# Exercise instructions
All of the entries below need to be repeated exactly.
═══
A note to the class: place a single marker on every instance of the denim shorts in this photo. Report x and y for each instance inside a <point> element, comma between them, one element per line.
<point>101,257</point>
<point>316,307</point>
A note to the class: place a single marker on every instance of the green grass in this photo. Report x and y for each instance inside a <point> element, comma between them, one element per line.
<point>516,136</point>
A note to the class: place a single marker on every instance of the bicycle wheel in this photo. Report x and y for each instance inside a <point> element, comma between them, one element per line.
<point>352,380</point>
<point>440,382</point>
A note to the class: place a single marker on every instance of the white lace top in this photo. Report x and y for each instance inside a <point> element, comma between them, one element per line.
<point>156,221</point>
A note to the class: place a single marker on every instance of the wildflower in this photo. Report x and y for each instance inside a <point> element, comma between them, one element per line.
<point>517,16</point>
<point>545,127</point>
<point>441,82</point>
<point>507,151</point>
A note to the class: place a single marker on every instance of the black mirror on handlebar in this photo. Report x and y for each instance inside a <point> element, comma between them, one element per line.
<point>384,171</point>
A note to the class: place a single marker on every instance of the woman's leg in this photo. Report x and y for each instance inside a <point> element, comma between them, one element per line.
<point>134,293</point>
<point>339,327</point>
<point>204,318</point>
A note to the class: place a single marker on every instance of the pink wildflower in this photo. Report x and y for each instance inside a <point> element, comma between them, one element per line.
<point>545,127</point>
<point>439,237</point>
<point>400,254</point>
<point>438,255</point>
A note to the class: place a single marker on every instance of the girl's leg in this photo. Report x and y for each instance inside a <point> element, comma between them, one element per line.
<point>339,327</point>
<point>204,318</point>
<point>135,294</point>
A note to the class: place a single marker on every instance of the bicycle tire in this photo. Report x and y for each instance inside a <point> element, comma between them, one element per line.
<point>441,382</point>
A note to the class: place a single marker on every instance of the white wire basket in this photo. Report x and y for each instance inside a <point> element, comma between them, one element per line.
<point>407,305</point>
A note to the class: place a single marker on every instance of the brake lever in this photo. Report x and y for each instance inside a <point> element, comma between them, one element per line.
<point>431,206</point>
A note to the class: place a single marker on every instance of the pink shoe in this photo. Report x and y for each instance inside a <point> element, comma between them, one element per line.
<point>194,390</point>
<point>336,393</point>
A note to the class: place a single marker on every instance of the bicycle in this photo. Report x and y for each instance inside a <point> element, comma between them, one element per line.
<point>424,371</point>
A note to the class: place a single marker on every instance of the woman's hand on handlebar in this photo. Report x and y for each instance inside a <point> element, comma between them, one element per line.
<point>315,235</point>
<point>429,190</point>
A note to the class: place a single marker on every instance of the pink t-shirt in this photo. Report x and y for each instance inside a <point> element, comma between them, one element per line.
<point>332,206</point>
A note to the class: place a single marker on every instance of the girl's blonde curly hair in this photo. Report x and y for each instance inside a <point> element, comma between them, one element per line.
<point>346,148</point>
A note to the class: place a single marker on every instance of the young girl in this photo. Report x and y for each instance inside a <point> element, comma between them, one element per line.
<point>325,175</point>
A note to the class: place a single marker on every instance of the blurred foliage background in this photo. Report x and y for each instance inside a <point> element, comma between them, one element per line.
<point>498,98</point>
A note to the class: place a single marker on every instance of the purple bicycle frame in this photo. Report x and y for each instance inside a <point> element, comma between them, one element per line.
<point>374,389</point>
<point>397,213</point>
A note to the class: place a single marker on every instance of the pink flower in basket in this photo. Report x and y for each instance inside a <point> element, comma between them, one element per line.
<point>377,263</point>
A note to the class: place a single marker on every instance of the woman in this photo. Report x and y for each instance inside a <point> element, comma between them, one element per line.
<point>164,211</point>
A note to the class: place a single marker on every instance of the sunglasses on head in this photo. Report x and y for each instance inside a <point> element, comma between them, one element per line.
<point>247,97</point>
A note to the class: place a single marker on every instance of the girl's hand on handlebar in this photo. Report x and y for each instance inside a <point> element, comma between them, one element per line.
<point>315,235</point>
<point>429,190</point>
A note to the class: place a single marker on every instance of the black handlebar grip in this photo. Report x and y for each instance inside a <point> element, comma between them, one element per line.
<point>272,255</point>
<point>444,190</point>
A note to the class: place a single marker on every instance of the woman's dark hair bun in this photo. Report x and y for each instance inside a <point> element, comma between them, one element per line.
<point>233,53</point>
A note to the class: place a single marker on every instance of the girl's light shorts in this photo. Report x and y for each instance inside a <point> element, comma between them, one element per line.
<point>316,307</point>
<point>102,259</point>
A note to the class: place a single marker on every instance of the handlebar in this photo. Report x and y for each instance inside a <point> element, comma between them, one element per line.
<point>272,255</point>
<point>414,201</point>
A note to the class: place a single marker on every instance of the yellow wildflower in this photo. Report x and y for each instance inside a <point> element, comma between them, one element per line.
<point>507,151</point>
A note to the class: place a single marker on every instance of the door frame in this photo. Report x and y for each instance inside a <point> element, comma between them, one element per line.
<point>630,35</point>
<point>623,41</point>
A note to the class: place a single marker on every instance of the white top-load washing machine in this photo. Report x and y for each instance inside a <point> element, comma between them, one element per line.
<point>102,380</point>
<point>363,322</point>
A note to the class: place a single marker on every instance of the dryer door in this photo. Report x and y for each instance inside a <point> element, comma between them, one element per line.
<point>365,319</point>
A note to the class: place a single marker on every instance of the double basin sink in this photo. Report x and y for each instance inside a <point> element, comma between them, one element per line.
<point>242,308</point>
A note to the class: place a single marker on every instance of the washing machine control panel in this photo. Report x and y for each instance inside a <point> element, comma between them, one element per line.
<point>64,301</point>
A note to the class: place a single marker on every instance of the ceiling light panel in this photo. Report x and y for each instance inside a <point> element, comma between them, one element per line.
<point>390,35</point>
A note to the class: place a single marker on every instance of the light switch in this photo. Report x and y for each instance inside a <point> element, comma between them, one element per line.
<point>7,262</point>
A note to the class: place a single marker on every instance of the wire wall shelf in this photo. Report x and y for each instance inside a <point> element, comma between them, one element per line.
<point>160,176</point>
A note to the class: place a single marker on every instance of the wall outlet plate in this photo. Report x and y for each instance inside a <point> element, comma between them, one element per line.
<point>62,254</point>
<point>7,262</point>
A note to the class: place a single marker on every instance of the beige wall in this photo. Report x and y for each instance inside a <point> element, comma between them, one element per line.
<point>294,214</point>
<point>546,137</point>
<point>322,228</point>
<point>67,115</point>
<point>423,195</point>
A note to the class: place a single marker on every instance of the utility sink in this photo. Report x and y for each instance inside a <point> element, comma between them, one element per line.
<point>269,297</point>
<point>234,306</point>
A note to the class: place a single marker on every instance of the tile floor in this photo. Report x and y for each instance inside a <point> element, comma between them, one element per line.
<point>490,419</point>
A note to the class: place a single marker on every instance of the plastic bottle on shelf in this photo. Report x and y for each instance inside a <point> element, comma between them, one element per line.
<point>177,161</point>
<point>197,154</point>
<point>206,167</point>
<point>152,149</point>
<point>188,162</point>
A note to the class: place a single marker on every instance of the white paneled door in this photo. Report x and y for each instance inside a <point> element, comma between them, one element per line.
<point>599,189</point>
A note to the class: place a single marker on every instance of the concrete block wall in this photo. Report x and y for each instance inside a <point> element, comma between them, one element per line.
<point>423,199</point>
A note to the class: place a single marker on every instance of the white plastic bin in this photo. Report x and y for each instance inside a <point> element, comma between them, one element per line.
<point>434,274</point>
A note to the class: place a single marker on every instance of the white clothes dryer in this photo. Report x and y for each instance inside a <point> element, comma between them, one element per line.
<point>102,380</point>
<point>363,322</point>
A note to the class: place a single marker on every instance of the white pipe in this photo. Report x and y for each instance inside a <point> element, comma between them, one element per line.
═══
# Answer to the exercise
A note to the class: place a single marker on every instance of the denim shorts in this photo. Report x and y for each instance inside a <point> element, comma between them, one element per line.
<point>101,257</point>
<point>316,307</point>
A note to the class: place a single marker on every instance of the green grass in this photo. Report x and y for each instance inside a <point> element, comma between them, one element per line.
<point>516,136</point>
A note to the class: place a single marker on every instance of the bicycle wheel in this photo. Report x and y for each instance inside a <point> element, comma between them, one element per line.
<point>352,380</point>
<point>440,382</point>
A note to the class: place a single marker on every instance of the white lace top in this photo. Report x and y for each instance inside a <point> element, comma between them, one element per line.
<point>156,221</point>
A note to the class: place a single marker on every instance of the wildflower in this photo. Report x and y for each instance inside a <point> element, comma between them, one element per line.
<point>517,16</point>
<point>545,127</point>
<point>441,82</point>
<point>507,151</point>
A note to the class: place a single marker on every instance of the black mirror on handlebar in this photo. Report x and y for each instance inside a <point> element, comma between them, one element per line.
<point>384,171</point>
A note to the class: place a single marker on every instance of the woman's leg in this photo. Report x and y for each instance inside a <point> element, comma between them, one element per line.
<point>134,293</point>
<point>339,327</point>
<point>204,318</point>
A note to the class: place a single marker on every instance of the pink wildflower in this photo. Report x and y for each instance inside a <point> element, comma between them, one element per line.
<point>545,127</point>
<point>439,237</point>
<point>400,254</point>
<point>438,255</point>
A note to the class: place a single marker on every instance of the girl's leg in this photo. Report x and y for each instance inside a <point> element, comma between them, one element per line.
<point>339,327</point>
<point>204,318</point>
<point>135,294</point>
A note to the class: place a single marker on every instance of the bicycle tire in this photo. Report x and y for each instance inside a <point> element, comma between them, one element per line.
<point>441,382</point>
A note to the class: place a single marker on every instance of the white wire basket in this photo. Report x and y for each instance inside a <point> element, comma between them, one element per line.
<point>407,305</point>
A note to the class: place a single marker on every instance of the brake lever in this photo. Report x and y for each instance inside a <point> element, comma between them, one element per line.
<point>431,206</point>
A note to the class: place a single marker on every instance of the pink shoe in this photo. Report x and y for each instance inside a <point> element, comma between them, one element per line.
<point>194,390</point>
<point>336,393</point>
A note to the class: place a single marker on every instance of the bicycle in this photo. Report x and y for each instance inside a <point> element, comma between them, one element per line.
<point>424,371</point>
A note to the class: place a single marker on every instance of the woman's hand on handlebar in this photo. Report x and y for each instance inside a <point> element, comma between them, one element per line.
<point>315,235</point>
<point>429,190</point>
A note to the class: place a single marker on every instance of the pink t-shirt in this photo. Report x and y for each instance inside a <point> element, comma between them, one element per line.
<point>332,206</point>
A note to the class: place a single marker on every instance of the girl's blonde curly hair in this photo. Report x and y for each instance inside a <point> element, comma between them, one element per line.
<point>346,148</point>
A note to the class: place a single marker on every instance of the young girl in this photo. Report x and y for each instance inside a <point> element, comma between them, one element per line.
<point>325,175</point>
A note to the class: place a single marker on every instance of the blurred foliage background in this photo. Report x and y for each instance inside a <point> element, comma between them, one element per line.
<point>498,98</point>
A note to the class: place a single marker on every instance of the purple bicycle frame in this photo. Report x and y for each instance inside a <point> element, comma between them, one element per line.
<point>374,389</point>
<point>397,213</point>
A note to the class: place a single marker on every instance of the pink flower in basket in this photo. Report x and y for each instance inside a <point> element, comma between them, one element per line.
<point>377,263</point>
A note to the class: place a single marker on every instance of the woman in this photo. Report x and y for each instance inside a <point> element, comma between them, one element per line.
<point>164,211</point>
A note to the class: place a single marker on every instance of the sunglasses on head in this photo. Report x and y for each instance inside a <point> element, comma between them, one element per line.
<point>247,97</point>
A note to the class: place a single marker on every instance of the girl's hand on handlebar in this photo. Report x and y for each instance inside a <point> element, comma between them, one element per line.
<point>315,235</point>
<point>429,190</point>
A note to the class: place a single marker on every instance of the black handlebar grip in this photo. Report x and y for each instance inside a <point> element, comma between them, one element per line.
<point>272,255</point>
<point>444,190</point>
A note to the class: place a single marker on every instance of the woman's dark hair bun in this photo. Report x and y for each instance inside a <point> element, comma between them, one element per line.
<point>233,53</point>
A note to the class: place a single marker on every instance of the girl's light shorts in this photo. Report x and y for each instance inside a <point> element, comma between them, one element per line.
<point>316,307</point>
<point>102,259</point>
A note to the class: place a single marker on every instance of the handlebar in this photo. Report x and y for each instance inside a <point> element, comma between them, one element per line.
<point>272,255</point>
<point>414,201</point>
A note to the class: place a single marker on every instance of the yellow wildflower in this photo. Report x and y for each instance inside a <point> element, comma between them, one element per line.
<point>507,151</point>
A note to the class: place a single marker on every instance of the door frame in this photo. Report x and y for each instance inside a <point> element, comma between them, one element per line.
<point>630,35</point>
<point>623,41</point>
A note to the class: place a single marker on every instance of the white top-load washing machine in this photo. Report x and y for each instance inside a <point> element, comma between them, one element per line.
<point>102,380</point>
<point>363,322</point>
A note to the class: place a single marker on every instance of the dryer door in this photo. Report x and y for each instance inside a <point> element, comma between them, one element per line.
<point>365,319</point>
A note to the class: place a single marker on every instance of the double basin sink in this photo. Report x and y for each instance inside a <point> element, comma between them, one element per line.
<point>242,308</point>
A note to the class: place a single marker on every instance of the washing machine control panel in this photo. Report x and y for each instance inside a <point> element, comma between them, one element per line.
<point>64,301</point>
A note to the class: place a single marker on every instance of the ceiling light panel in this photo. Report x and y for each instance inside a <point> element, comma between them, one element per line.
<point>390,35</point>
A note to the class: place a single marker on every instance of the light switch in this photo. Report x and y for each instance inside a <point> element, comma between them, one element per line.
<point>7,262</point>
A note to the class: place a single marker on every instance of the wire wall shelf in this photo. Report x and y for each instance inside a <point> element, comma between them, one element per line.
<point>160,176</point>
A note to the class: place a single marker on every instance of the wall outlet plate in this photo. Report x and y for each instance inside a <point> element, comma between them, one element per line.
<point>62,254</point>
<point>7,262</point>
A note to the class: place a single marker on every instance of the beige wall in this photo. Report x and y for each instance inside a <point> element, comma between them, one element per line.
<point>294,214</point>
<point>546,137</point>
<point>322,228</point>
<point>67,115</point>
<point>423,195</point>
A note to the class: place a single marker on every instance of the utility sink in this photo. Report x and y for each instance inside a <point> element, comma between them, one element per line.
<point>269,297</point>
<point>234,306</point>
A note to the class: place a single marker on every instance of the tile floor in this photo. Report x and y for each instance inside a <point> element, comma between them, one element per line.
<point>490,419</point>
A note to the class: place a single marker on every instance of the plastic bottle on shelf in this photo. Report x and y for each instance inside a <point> element, comma between them, one element per line.
<point>177,161</point>
<point>197,154</point>
<point>206,167</point>
<point>152,149</point>
<point>188,162</point>
A note to the class: place a single marker on every instance of the white paneled door in this photo. Report x and y for each instance inside a <point> element, comma between them, one element per line.
<point>599,189</point>
A note to the class: place a single marker on every instance of the concrete block wall in this photo. Report x and y for each instance inside a <point> element, comma between them, one element per line.
<point>423,199</point>
A note to the class: place a single marker on every instance of the white plastic bin in this photo. Report x and y for each instance inside a <point> element, comma between them, one element per line.
<point>434,274</point>
A note to the class: place a single marker on every instance of the white clothes dryer in this photo. Report x and y for each instance inside a <point> element, comma between them, one element per line.
<point>102,380</point>
<point>363,322</point>
A note to the class: place a single marker on every instance of the white pipe in this photo. Report x and y for each instance inside a <point> element, comma between them, one element per line.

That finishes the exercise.